| TASK |
Write the lines below as a JSON list of strings, one string per line and no blank lines, beginning with the line containing "Place a dot on every instance of the porch" and continuing through the last line.

| GIVEN DATA |
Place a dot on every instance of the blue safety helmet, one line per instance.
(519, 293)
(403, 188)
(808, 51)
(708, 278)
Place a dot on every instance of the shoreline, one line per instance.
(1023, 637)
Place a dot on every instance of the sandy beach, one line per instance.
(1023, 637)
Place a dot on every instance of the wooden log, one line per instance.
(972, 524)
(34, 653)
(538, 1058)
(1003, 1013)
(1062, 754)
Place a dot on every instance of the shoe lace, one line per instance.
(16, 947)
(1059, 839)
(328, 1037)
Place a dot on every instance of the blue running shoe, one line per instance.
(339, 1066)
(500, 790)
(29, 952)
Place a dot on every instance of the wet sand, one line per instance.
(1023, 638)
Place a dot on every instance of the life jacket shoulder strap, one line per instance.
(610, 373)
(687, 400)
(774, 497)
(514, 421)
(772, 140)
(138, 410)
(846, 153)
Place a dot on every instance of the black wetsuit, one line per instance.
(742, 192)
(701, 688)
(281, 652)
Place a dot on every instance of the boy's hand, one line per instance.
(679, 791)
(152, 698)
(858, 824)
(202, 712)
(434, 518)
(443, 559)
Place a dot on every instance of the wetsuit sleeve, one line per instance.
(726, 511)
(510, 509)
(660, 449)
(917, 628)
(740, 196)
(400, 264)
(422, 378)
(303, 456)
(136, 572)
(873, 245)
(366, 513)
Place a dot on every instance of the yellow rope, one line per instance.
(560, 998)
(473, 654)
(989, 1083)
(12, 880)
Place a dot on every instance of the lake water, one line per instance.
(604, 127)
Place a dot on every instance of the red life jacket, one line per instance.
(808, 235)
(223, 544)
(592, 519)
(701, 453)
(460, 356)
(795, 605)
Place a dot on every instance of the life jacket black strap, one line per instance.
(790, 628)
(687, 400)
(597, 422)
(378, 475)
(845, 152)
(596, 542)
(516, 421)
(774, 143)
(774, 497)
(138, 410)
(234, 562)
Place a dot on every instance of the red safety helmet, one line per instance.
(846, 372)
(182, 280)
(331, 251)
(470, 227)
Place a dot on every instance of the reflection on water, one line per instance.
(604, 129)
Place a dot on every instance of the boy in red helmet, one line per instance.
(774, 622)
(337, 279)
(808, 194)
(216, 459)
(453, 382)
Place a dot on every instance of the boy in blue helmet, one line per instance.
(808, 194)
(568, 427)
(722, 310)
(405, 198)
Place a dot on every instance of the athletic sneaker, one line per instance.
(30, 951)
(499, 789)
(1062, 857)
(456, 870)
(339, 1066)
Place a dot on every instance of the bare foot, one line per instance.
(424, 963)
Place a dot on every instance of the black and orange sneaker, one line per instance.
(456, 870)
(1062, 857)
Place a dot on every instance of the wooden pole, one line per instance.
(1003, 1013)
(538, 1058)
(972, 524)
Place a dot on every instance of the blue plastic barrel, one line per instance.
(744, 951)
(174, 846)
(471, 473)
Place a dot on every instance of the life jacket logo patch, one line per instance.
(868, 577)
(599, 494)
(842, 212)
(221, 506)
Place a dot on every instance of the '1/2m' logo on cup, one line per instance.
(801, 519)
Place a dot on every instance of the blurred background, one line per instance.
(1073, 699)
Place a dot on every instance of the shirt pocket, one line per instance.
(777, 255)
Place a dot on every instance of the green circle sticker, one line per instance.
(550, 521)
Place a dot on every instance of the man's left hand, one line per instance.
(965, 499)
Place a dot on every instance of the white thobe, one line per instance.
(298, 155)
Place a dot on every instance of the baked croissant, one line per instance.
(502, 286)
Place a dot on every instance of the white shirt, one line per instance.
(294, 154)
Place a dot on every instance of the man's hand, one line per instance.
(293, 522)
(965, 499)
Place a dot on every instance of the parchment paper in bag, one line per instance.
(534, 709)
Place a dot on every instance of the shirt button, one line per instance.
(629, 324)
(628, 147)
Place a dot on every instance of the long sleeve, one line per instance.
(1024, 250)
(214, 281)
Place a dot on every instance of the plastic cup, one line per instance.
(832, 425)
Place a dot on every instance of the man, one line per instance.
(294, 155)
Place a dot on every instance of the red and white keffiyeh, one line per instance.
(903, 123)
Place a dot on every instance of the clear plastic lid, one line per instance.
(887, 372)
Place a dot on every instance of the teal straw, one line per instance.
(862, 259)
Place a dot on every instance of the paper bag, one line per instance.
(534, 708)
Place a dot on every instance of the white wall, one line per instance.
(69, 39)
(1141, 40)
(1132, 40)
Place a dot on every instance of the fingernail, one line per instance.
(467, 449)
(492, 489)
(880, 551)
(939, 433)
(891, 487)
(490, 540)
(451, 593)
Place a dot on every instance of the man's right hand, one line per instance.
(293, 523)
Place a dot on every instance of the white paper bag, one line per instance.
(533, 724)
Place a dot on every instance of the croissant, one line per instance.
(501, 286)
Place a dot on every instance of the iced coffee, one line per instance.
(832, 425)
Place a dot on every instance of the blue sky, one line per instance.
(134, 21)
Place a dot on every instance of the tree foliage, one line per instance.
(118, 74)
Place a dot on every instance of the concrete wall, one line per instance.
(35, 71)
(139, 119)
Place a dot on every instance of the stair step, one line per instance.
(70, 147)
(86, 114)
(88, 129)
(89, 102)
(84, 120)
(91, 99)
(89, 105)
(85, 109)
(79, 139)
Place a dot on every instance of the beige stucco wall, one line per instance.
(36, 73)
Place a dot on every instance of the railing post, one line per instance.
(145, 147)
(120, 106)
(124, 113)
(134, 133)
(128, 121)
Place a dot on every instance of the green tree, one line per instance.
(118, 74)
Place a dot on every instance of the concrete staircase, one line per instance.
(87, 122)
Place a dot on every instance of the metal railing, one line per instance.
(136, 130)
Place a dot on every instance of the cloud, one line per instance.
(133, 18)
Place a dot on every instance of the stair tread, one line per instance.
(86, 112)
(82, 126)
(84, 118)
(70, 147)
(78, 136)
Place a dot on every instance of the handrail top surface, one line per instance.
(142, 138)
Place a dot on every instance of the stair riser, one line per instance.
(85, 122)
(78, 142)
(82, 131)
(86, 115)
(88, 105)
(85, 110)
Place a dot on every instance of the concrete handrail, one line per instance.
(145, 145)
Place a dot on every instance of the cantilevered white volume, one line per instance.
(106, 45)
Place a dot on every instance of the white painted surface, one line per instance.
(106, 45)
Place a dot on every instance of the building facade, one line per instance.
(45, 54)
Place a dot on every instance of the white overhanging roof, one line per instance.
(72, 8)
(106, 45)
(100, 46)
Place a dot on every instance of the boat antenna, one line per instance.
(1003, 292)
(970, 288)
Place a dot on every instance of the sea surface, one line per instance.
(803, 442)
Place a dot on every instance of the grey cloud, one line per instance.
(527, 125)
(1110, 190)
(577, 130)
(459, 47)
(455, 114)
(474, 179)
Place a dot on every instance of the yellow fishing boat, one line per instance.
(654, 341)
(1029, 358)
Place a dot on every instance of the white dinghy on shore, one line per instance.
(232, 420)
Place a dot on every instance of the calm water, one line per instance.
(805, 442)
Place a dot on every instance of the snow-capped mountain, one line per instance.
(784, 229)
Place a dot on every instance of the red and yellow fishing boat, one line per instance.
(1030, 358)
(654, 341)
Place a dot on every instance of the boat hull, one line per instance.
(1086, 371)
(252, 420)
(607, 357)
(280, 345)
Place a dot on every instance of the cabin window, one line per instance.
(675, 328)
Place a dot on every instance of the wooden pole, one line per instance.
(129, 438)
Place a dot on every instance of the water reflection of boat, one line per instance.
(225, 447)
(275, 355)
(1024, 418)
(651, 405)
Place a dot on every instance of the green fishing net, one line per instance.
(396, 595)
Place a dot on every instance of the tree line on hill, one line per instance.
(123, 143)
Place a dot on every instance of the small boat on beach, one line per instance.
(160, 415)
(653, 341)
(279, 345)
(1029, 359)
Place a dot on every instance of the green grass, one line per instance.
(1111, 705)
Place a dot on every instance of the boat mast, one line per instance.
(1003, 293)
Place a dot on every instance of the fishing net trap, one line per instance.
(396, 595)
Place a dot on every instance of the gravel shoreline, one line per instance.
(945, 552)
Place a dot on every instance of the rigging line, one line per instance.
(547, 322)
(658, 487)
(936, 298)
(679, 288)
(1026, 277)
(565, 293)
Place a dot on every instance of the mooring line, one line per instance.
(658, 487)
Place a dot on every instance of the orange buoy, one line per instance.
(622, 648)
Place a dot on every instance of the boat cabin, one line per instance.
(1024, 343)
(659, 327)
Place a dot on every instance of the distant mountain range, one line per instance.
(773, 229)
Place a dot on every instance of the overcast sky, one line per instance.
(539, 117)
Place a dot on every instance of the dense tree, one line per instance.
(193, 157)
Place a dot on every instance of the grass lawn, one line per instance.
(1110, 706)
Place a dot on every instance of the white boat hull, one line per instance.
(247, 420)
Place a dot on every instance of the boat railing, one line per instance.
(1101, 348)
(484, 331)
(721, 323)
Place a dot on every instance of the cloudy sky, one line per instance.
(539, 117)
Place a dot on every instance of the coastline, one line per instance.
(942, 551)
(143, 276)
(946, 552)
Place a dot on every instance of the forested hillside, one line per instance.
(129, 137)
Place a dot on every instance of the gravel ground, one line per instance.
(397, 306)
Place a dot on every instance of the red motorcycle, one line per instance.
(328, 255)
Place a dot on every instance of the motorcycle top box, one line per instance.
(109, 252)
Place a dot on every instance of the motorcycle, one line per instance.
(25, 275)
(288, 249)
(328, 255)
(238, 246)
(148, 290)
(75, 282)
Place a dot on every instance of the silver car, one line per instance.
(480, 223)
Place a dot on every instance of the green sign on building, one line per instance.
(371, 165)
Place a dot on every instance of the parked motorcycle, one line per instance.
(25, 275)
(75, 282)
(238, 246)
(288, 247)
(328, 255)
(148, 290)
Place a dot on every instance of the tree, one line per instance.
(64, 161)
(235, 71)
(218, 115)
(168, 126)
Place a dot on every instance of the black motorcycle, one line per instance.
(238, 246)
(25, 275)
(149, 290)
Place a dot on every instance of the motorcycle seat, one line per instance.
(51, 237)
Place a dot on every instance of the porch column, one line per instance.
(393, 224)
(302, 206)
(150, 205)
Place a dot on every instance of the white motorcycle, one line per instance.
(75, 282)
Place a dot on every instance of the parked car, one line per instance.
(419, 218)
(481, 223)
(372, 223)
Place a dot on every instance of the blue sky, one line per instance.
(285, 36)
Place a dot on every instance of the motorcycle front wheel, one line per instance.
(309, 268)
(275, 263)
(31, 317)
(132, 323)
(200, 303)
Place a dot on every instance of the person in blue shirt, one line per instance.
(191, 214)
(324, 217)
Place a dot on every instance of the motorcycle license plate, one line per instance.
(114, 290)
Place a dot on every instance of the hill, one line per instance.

| EXPECTED ANSWER |
[
  "Place a dot on every instance of the porch column, one line per instance.",
  "(393, 224)",
  "(302, 206)",
  "(150, 205)",
  "Place a dot on every instance of the white motorcycle, one line per instance.",
  "(75, 282)",
  "Place a dot on every instance of the parked car, one line per instance.",
  "(419, 218)",
  "(481, 223)",
  "(372, 223)",
  "Place a dot on every instance of the blue sky, one line per instance.",
  "(285, 36)",
  "Place a dot on every instance of the motorcycle front wheel, one line per instance.",
  "(309, 268)",
  "(275, 263)",
  "(31, 317)",
  "(132, 323)",
  "(200, 303)",
  "Place a dot on every instance of the person in blue shirt, one line per instance.",
  "(191, 214)",
  "(324, 217)",
  "Place a dot on every instance of the motorcycle license plate, one line per instance.",
  "(114, 290)",
  "Place a dot on every instance of the hill, one line per instance."
]